В детстве, как и у многих мальчиков моего возраста, у меня был вышитый бисером пояс, который продавался как настоящее индейское искусство. Тот факт, что у моих родителей на стене в застекленных рамках висели две индейские вышивки XIX века, меня не беспокоил — в том возрасте я думал, что такие же пояса у индейцев, которых я видел по телевизору, и когда я надевал его, то чувствовал себя Тонто.

Это воспоминание никак не помогло мне с Реемой, студенткой старших курсов отделения ткацких искусств, которая пригласила меня к себе в мастерскую. Она делала скульптуры, украшенные бисером. Она показала мне набор небольших шкатулок, также полностью покрытых бисером. Внутри них помещались небольшие объекты: маленькие фигурки и миниатюрные фотографии, вышитые по краям. Реема также «писала» бисером, и ее крупной работой, которую она делала весь зимний семестр, была икона — натянутый холст размером с русскую икону, с заостренным верхом. В центре, где полагалось быть фигуре святого, помещался контур Виллендорфской Венеры, по которому она «писала», заполняя его бисерной вышивкой. Законченный фрагмент выглядел как мозаика. Золотой бисер, выбранный в качестве фона, напомнил мне сусальное золото, а коричневый бисер по краям отсылал к деревянной раме. Сама «Венера» была вышита ярко-розовым и оранжевым.

_Исходные записи_:
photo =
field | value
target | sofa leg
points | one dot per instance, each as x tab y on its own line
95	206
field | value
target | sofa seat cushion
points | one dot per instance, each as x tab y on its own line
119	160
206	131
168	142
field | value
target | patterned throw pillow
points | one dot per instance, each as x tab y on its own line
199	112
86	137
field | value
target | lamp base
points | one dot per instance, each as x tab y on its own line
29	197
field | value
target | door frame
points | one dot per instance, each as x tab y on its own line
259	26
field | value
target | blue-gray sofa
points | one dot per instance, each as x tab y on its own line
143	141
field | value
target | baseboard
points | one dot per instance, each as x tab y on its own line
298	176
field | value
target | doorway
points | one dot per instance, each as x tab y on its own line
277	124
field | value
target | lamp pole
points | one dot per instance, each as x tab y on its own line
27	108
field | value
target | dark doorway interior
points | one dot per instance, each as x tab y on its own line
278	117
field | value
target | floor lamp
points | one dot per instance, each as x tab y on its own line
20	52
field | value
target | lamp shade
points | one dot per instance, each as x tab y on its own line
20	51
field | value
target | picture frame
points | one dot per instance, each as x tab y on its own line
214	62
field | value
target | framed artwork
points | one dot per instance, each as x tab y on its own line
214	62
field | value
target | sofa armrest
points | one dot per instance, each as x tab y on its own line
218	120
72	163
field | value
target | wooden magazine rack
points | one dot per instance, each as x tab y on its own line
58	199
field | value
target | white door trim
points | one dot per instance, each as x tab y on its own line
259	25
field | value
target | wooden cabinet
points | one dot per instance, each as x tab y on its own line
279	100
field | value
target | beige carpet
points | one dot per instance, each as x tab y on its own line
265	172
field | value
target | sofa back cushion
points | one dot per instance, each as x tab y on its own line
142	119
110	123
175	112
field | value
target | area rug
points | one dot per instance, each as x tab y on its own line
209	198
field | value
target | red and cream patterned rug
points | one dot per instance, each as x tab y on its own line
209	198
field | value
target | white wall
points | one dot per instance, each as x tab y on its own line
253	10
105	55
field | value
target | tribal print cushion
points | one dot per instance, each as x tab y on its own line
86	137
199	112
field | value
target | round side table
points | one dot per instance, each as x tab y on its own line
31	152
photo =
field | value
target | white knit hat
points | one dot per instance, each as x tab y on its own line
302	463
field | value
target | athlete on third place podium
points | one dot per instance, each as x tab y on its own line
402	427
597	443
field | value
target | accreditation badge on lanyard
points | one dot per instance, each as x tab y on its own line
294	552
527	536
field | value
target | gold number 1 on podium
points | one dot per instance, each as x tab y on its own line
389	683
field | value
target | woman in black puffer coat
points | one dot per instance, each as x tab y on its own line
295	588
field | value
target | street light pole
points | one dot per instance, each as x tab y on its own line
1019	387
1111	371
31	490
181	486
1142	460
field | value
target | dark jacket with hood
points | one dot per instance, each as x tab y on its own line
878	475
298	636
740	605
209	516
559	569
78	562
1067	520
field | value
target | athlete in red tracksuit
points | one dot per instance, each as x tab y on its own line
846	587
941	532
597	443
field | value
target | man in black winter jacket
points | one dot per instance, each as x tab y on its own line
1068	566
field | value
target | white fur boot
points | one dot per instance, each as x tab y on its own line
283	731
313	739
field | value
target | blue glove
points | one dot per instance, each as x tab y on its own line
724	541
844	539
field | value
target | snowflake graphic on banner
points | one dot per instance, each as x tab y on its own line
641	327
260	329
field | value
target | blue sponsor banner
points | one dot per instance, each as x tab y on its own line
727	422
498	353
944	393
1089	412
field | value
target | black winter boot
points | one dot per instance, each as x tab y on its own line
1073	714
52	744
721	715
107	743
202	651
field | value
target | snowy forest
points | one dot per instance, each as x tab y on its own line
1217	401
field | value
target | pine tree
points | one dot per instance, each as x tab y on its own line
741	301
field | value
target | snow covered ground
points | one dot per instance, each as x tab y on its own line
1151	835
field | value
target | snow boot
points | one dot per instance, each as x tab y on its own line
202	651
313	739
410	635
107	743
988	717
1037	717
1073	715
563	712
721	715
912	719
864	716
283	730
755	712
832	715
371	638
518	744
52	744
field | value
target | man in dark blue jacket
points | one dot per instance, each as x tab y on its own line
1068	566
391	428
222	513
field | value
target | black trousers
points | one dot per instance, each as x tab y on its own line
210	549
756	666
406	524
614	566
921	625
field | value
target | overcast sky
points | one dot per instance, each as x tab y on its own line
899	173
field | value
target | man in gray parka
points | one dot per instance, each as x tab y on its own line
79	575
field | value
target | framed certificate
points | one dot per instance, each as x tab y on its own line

_Список заданий_:
**A)** Процитируйте текст о вышивке бисером от слов «В детстве, как» до слов «чувствовал себя Тонто.» включительно.
**B)** Продолжите текст о вышивке бисером сразу после его последнего предложения.
Эти записи взяты из другого источника.

_Ответы к заданиям_:
**A)**
В детстве, как и у многих мальчиков моего возраста, у меня был вышитый бисером пояс, который продавался как настоящее индейское искусство. Тот факт, что у моих родителей на стене в застекленных рамках висели две индейские вышивки XIX века, меня не беспокоил — в том возрасте я думал, что такие же пояса у индейцев, которых я видел по телевизору, и когда я надевал его, то чувствовал себя Тонто.

**B)**
Реема была взрослой женщиной, на тридцать лет старше своих однокурсников, и ее идеи об искусстве уже твердо сформировались.

«Это икона женственности, — сказала она. — Я делаю эту вещь для себя и своих друзей».

Я спросил, на каких художников она ориентировалась.

«Не столько на художников, сколько на писателей». Она указала на книжную полку с десятками книг — больше, чем обычно бывает в мастерской нормального студента-живописца. Я заметил несколько книг Кастанеды и одну книгу Джозефа Кэмпбелла.

«Как тебе пришло в голову сделать это в виде вышивки?» — спросил я. Я думал, она могла видеть несколько бисерных коробочек Лукаса Самараса.

«Это предложила мой педагог по ткачеству как упражнение на уроке. После того как я прочитала текст Линды Ноклин “Почему не было великих художниц?”, мне не хотелось писать картину обычным способом».

«А как ты выбрала Виллендорфскую Венеру?»

«Я нашла ее в книге о доисторической Европе. Я читала о доисторической жизни, и фигурки Венер были частью матриархата, это были богини, существовавшие до мужских богов, до Одина, Тора и кельтских божеств».

Я размышлял, как бы вызнать, почему она выбрала для доисторического образа форму русской иконы, но Реема пошла в другой конец мастерской и вынула из папки рентгеновский снимок. Она подняла его на свет, чтобы я мог его рассмотреть.

«Это моя грудь, — сказала она, и я обратил внимание на ее имя в углу снимка. — Я делала маммограмму и подумала, что могу сделать из этого еще одну икону».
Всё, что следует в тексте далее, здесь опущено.